EXERCISE OBJECTIVE: Retype every entry exactly, character for character.

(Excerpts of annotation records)
+++
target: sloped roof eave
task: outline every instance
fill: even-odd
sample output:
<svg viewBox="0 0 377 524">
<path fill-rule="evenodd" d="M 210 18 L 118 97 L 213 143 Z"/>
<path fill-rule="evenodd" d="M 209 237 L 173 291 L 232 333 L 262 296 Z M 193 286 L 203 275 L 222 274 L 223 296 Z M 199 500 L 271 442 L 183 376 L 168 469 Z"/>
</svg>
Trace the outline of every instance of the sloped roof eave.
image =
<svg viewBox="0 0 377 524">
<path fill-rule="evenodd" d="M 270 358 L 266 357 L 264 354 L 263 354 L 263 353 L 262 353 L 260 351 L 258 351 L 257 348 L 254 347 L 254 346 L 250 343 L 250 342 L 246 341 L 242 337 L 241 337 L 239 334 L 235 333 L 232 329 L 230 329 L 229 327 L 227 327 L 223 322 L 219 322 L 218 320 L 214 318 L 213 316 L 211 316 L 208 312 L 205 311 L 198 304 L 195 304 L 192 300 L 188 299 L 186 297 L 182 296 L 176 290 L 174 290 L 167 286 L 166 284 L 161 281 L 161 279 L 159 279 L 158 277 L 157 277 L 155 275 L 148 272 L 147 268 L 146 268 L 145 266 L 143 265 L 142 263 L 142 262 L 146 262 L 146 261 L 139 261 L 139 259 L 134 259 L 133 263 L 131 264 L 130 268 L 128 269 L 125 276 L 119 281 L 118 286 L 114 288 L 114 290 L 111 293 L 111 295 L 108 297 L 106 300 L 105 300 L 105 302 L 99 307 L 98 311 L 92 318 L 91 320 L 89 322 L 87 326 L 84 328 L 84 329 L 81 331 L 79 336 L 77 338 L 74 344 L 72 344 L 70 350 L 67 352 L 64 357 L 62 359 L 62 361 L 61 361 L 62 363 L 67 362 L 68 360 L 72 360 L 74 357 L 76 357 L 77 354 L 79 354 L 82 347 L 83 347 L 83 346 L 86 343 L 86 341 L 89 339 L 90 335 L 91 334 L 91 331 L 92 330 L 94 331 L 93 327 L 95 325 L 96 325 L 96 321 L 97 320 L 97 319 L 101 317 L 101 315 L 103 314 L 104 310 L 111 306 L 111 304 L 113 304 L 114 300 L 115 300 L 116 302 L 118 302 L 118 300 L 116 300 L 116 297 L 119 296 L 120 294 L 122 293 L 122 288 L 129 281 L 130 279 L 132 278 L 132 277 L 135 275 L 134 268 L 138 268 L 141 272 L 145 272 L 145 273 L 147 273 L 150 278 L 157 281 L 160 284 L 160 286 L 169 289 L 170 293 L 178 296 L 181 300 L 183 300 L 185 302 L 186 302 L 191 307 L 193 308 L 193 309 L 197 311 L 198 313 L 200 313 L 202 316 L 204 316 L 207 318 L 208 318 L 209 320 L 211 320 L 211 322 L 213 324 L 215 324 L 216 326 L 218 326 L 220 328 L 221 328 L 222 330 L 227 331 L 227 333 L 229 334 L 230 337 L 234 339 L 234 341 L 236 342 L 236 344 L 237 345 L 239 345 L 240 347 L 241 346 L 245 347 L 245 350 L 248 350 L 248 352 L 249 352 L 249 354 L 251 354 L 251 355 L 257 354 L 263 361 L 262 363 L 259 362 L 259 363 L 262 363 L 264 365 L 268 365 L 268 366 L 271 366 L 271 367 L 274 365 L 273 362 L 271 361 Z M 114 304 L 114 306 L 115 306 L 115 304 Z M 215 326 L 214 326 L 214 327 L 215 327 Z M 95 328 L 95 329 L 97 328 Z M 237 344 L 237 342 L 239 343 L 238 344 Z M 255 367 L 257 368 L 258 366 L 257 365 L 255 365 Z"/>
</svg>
+++
IN RESPONSE:
target: sloped roof eave
task: outline every instance
fill: even-odd
sample output:
<svg viewBox="0 0 377 524">
<path fill-rule="evenodd" d="M 210 18 L 118 97 L 213 143 Z"/>
<path fill-rule="evenodd" d="M 209 237 L 173 291 L 232 333 L 262 296 Z M 193 286 L 203 275 L 222 274 L 223 296 Z M 199 500 L 271 442 L 183 376 L 168 469 Z"/>
</svg>
Trace the outline of every instance of the sloped roof eave.
image =
<svg viewBox="0 0 377 524">
<path fill-rule="evenodd" d="M 270 358 L 266 357 L 264 354 L 263 354 L 263 353 L 262 353 L 260 351 L 258 351 L 257 348 L 254 347 L 254 346 L 250 343 L 250 342 L 246 341 L 242 337 L 241 337 L 239 334 L 235 333 L 232 329 L 230 329 L 229 327 L 227 327 L 223 322 L 219 322 L 218 320 L 214 318 L 213 316 L 211 316 L 208 312 L 205 311 L 198 304 L 195 304 L 192 300 L 188 299 L 186 297 L 182 296 L 176 290 L 174 290 L 167 286 L 166 284 L 161 281 L 161 279 L 159 279 L 158 277 L 157 277 L 155 275 L 148 272 L 147 268 L 146 268 L 145 266 L 143 265 L 142 263 L 142 262 L 146 262 L 146 261 L 139 261 L 139 259 L 134 259 L 133 263 L 131 264 L 130 268 L 128 269 L 125 276 L 119 281 L 118 286 L 114 288 L 114 290 L 111 293 L 111 295 L 108 297 L 106 300 L 105 300 L 105 302 L 99 307 L 98 311 L 92 318 L 91 320 L 89 322 L 87 326 L 84 328 L 84 329 L 81 331 L 79 336 L 77 338 L 74 344 L 72 344 L 70 350 L 67 352 L 64 357 L 62 359 L 62 361 L 61 361 L 62 363 L 67 362 L 68 360 L 72 360 L 74 357 L 76 357 L 77 354 L 79 354 L 82 347 L 83 347 L 83 346 L 86 343 L 86 341 L 89 339 L 90 335 L 91 334 L 91 331 L 92 330 L 94 331 L 93 327 L 95 325 L 96 325 L 96 321 L 97 320 L 97 319 L 101 317 L 101 315 L 103 314 L 104 310 L 111 306 L 111 304 L 113 304 L 114 300 L 115 300 L 116 302 L 118 302 L 118 300 L 116 300 L 116 297 L 119 296 L 120 294 L 122 293 L 122 288 L 129 281 L 130 279 L 132 278 L 132 277 L 135 275 L 134 268 L 138 268 L 141 272 L 145 272 L 145 273 L 147 273 L 150 278 L 157 281 L 160 284 L 160 286 L 169 289 L 170 293 L 178 296 L 181 300 L 183 300 L 185 302 L 186 302 L 191 307 L 193 308 L 193 309 L 197 311 L 198 313 L 200 313 L 202 316 L 204 316 L 207 318 L 208 318 L 209 320 L 211 320 L 211 322 L 213 324 L 215 324 L 216 326 L 218 326 L 220 328 L 221 328 L 222 330 L 227 331 L 227 333 L 229 334 L 230 337 L 234 339 L 234 341 L 236 342 L 236 344 L 237 345 L 239 345 L 240 347 L 241 346 L 245 347 L 245 350 L 248 350 L 248 352 L 249 352 L 249 354 L 251 354 L 251 355 L 257 354 L 263 361 L 262 363 L 259 362 L 259 363 L 262 363 L 264 365 L 268 365 L 268 366 L 271 366 L 271 367 L 274 365 L 273 362 L 271 361 Z M 114 304 L 114 306 L 115 306 L 115 304 Z M 215 326 L 214 326 L 214 327 L 215 327 Z M 95 328 L 95 329 L 97 328 Z M 237 344 L 237 342 L 239 343 L 238 344 Z M 255 367 L 257 368 L 258 366 L 257 365 L 255 365 Z"/>
</svg>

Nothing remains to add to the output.